An image-free, word-for-word version of the records below is to be returned.

STORED DATA –
===============

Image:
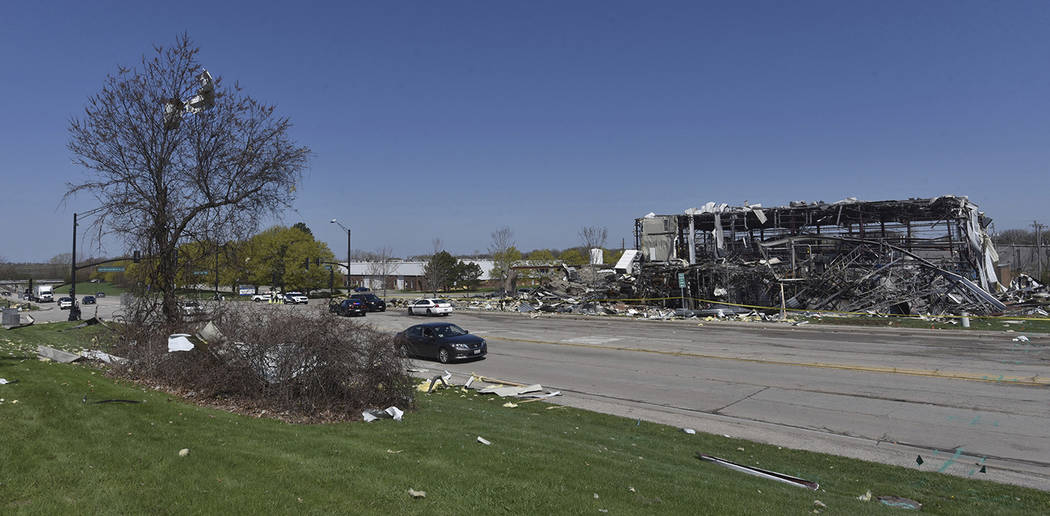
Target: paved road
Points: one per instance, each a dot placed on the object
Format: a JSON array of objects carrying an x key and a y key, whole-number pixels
[
  {"x": 877, "y": 394},
  {"x": 957, "y": 399}
]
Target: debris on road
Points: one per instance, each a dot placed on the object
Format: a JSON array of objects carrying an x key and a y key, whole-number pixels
[{"x": 772, "y": 475}]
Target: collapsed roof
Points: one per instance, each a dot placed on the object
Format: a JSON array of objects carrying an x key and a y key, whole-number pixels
[{"x": 903, "y": 256}]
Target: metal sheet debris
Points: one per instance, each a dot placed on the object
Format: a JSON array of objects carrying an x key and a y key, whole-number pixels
[
  {"x": 771, "y": 475},
  {"x": 57, "y": 355},
  {"x": 180, "y": 342},
  {"x": 387, "y": 413}
]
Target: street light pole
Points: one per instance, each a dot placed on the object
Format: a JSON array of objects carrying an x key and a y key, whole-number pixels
[
  {"x": 336, "y": 222},
  {"x": 74, "y": 310}
]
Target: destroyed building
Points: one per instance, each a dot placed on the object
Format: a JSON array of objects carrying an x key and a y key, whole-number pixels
[{"x": 917, "y": 255}]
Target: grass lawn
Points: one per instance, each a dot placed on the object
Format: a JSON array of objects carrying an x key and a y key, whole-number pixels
[
  {"x": 87, "y": 288},
  {"x": 60, "y": 455}
]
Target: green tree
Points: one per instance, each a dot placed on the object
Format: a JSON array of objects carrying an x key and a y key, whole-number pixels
[
  {"x": 467, "y": 274},
  {"x": 287, "y": 258}
]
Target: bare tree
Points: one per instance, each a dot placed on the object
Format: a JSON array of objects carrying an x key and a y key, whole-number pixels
[
  {"x": 592, "y": 238},
  {"x": 173, "y": 156},
  {"x": 504, "y": 255},
  {"x": 382, "y": 265}
]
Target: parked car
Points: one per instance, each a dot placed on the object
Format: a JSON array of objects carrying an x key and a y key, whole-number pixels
[
  {"x": 297, "y": 297},
  {"x": 442, "y": 341},
  {"x": 429, "y": 307},
  {"x": 349, "y": 308},
  {"x": 372, "y": 302}
]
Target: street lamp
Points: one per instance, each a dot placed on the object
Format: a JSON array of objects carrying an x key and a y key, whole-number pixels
[{"x": 348, "y": 249}]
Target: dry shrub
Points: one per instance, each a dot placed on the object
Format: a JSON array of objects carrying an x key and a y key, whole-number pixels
[{"x": 299, "y": 365}]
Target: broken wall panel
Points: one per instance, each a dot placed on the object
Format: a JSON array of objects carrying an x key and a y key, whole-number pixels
[{"x": 900, "y": 256}]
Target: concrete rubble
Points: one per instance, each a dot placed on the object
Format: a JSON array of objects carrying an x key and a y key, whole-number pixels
[{"x": 919, "y": 256}]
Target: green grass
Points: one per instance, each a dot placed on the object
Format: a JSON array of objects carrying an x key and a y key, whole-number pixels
[
  {"x": 60, "y": 455},
  {"x": 87, "y": 288}
]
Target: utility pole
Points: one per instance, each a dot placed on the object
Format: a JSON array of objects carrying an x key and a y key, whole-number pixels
[
  {"x": 1038, "y": 247},
  {"x": 74, "y": 310}
]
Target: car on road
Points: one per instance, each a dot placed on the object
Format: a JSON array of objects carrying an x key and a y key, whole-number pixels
[
  {"x": 296, "y": 298},
  {"x": 429, "y": 307},
  {"x": 442, "y": 341},
  {"x": 372, "y": 302},
  {"x": 349, "y": 308}
]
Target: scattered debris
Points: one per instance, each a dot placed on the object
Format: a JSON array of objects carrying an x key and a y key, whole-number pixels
[
  {"x": 57, "y": 355},
  {"x": 102, "y": 356},
  {"x": 389, "y": 413},
  {"x": 180, "y": 342},
  {"x": 897, "y": 501},
  {"x": 772, "y": 475}
]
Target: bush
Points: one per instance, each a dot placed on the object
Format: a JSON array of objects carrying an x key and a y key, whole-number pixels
[{"x": 302, "y": 366}]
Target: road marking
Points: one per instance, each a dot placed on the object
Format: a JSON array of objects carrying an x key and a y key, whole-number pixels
[{"x": 1026, "y": 380}]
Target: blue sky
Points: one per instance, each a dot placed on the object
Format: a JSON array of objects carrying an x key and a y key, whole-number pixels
[{"x": 453, "y": 119}]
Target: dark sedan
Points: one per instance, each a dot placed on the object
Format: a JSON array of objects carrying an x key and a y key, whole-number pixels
[
  {"x": 349, "y": 308},
  {"x": 442, "y": 341},
  {"x": 372, "y": 302}
]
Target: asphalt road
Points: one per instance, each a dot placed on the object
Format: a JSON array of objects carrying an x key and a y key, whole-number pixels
[{"x": 960, "y": 400}]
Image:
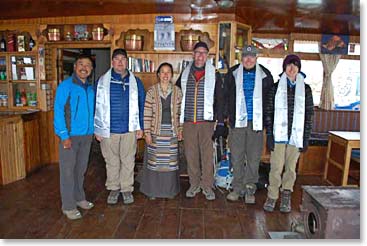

===============

EXERCISE ANSWER –
Image:
Target: paved road
Points: one per instance, each a dot placed on the object
Format: a JSON array of objects carrying an x key and a y key, whole-number pixels
[
  {"x": 877, "y": 394},
  {"x": 957, "y": 399}
]
Target: debris on road
Points: one per instance, each a dot placed on the object
Format: a JSON array of objects carrying an x key and a y key, whole-number pixels
[{"x": 772, "y": 475}]
Target: collapsed roof
Points: one per instance, each a dot placed on the object
Format: a JSON array of objects carrying an x key and a y key, whole-number pixels
[{"x": 903, "y": 256}]
Target: metal sheet debris
Points: one per instance, each a dot placed on the object
Format: a JSON array of objects carrying an x key and a y key, whole-number pixels
[
  {"x": 771, "y": 475},
  {"x": 57, "y": 355},
  {"x": 180, "y": 342},
  {"x": 387, "y": 413}
]
Target: street light pole
Points: one per instance, each a dot placed on the object
Format: a JSON array of objects carrying an x key and a y key, whole-number pixels
[
  {"x": 336, "y": 222},
  {"x": 74, "y": 310}
]
Target: destroyed building
Points: one per instance, each a dot placed on the object
Format: a JSON array of objects carrying an x key and a y key, whole-number pixels
[{"x": 917, "y": 255}]
Target: grass lawn
Points: one per instance, each a dot placed on the object
Format: a JSON array of objects carrying an x key and a y key, whole-number pixels
[
  {"x": 87, "y": 288},
  {"x": 60, "y": 455}
]
Target: green tree
Points: one per instance, each a dot placed on the object
Format: a JSON array of objects carrying an x key and a y key, whole-number pixels
[
  {"x": 467, "y": 274},
  {"x": 287, "y": 258}
]
Target: bare tree
Points: one per instance, each a dot placed on the object
Format: a JSON array of objects carrying an x key and a y key, whole-number pixels
[
  {"x": 592, "y": 238},
  {"x": 173, "y": 156},
  {"x": 504, "y": 255},
  {"x": 382, "y": 265}
]
Target: parked car
Points: one per instance, each a dot placed on the object
Format: a JSON array of objects carrying an x key and a y key, whole-number pixels
[
  {"x": 297, "y": 297},
  {"x": 442, "y": 341},
  {"x": 429, "y": 307},
  {"x": 349, "y": 308},
  {"x": 372, "y": 302}
]
Target: street lamp
Points: one per instance, each a dot placed on the object
Format: a JSON array of objects carrying an x key and a y key, whole-number pixels
[{"x": 348, "y": 249}]
Target: dry shrub
Points: one per instance, each a dot placed on the object
Format: a JSON array of objects carrying an x key and a y key, whole-number pixels
[{"x": 299, "y": 365}]
Target: broken wall panel
Points: one per instance, each a dot placed on the object
Format: a JSON array of objects carrying an x key and a y key, whole-number pixels
[{"x": 900, "y": 256}]
Target: concrete rubble
Points: one per instance, each a dot placed on the object
Format: a JSON array of objects carrying an x key and a y key, whole-number pixels
[{"x": 919, "y": 256}]
Target: green grass
Points: one per instance, each a dot placed on the object
Format: a JSON array of objects carrying an x key and a y key, whole-number pixels
[
  {"x": 60, "y": 455},
  {"x": 87, "y": 288}
]
Target: utility pole
Points: one per instance, each a dot placed on the object
Format: a JSON array of objects carrying an x key and a y key, whole-number pixels
[
  {"x": 1038, "y": 247},
  {"x": 74, "y": 310}
]
Target: car on road
Points: one per instance, each a dot placed on the object
Format: a JSON array of objects carrying an x key and a y key, whole-number pixels
[
  {"x": 296, "y": 298},
  {"x": 429, "y": 307},
  {"x": 442, "y": 341},
  {"x": 372, "y": 302},
  {"x": 349, "y": 308}
]
Target: scattered debris
Points: one per instance, each a dot placed on the object
Format: a JSON array of objects carrying an x key and a y key, whole-number pixels
[
  {"x": 57, "y": 355},
  {"x": 102, "y": 356},
  {"x": 389, "y": 413},
  {"x": 180, "y": 342},
  {"x": 897, "y": 501},
  {"x": 772, "y": 475}
]
Target: bush
Points: one per instance, each a dot placed on the object
Format: a JSON array of objects carrying an x key and a y key, whole-number pixels
[{"x": 302, "y": 366}]
Target: road marking
Points: one per instance, each a dot placed on the object
Format: a JSON array of objects carrying an x key and a y key, whole-number pixels
[{"x": 1026, "y": 380}]
Target: blue sky
Points: one per instance, each a dot placed on the object
Format: a JSON array of objects carrying an x key and a y key, whole-number pixels
[{"x": 453, "y": 119}]
Target: dark sedan
Points: one per instance, each a dot placed on the object
Format: a JSON array of objects carrying an x key and a y key, whole-number pixels
[
  {"x": 349, "y": 308},
  {"x": 442, "y": 341},
  {"x": 372, "y": 302}
]
Target: asphalt road
Points: one per instance, each a dot placed on the object
Format: a JSON array of objects carrying an x key and a y key, whole-number pixels
[{"x": 960, "y": 400}]
Image:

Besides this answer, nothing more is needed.